- [Given task]:
Beginning with the line that contains "Q: Find one point on every instance of the dry" and ending with the final line of the rows below, rewrite those lines as a JSON list of strings, one string per line, with any blank lines omitted.

— BEGIN Given data —

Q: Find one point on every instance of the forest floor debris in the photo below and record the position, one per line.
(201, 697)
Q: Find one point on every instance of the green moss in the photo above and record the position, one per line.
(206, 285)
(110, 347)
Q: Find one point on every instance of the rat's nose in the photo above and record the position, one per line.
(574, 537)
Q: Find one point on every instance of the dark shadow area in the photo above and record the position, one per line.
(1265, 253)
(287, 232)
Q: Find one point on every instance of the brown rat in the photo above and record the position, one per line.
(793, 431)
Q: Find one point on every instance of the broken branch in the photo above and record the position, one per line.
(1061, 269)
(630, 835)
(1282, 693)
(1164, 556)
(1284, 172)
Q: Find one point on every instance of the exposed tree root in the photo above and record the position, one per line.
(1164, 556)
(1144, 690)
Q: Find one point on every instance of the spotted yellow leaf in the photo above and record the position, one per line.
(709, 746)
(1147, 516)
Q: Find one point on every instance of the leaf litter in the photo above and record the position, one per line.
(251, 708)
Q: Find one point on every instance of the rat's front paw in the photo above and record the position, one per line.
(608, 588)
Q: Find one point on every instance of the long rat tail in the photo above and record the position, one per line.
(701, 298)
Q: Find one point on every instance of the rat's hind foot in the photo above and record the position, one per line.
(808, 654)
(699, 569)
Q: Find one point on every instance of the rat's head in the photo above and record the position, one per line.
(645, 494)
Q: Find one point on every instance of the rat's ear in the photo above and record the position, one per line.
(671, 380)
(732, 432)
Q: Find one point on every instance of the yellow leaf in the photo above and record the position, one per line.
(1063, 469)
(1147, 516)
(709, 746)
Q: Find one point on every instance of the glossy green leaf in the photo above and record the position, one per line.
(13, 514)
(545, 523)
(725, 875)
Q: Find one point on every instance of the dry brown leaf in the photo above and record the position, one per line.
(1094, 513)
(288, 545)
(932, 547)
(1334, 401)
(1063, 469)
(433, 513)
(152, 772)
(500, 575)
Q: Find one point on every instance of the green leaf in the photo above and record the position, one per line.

— END Given data —

- [Solution]:
[
  "Q: Find one point on every instance of the dry brown leaf in the photo above and record the position, one per line.",
  "(1094, 513)",
  "(288, 545)",
  "(932, 547)",
  "(1334, 401)",
  "(1063, 469)",
  "(433, 513)",
  "(152, 772)",
  "(500, 575)",
  "Q: Find one point on every instance of the green leaf in the photo above and record the position, one per line."
]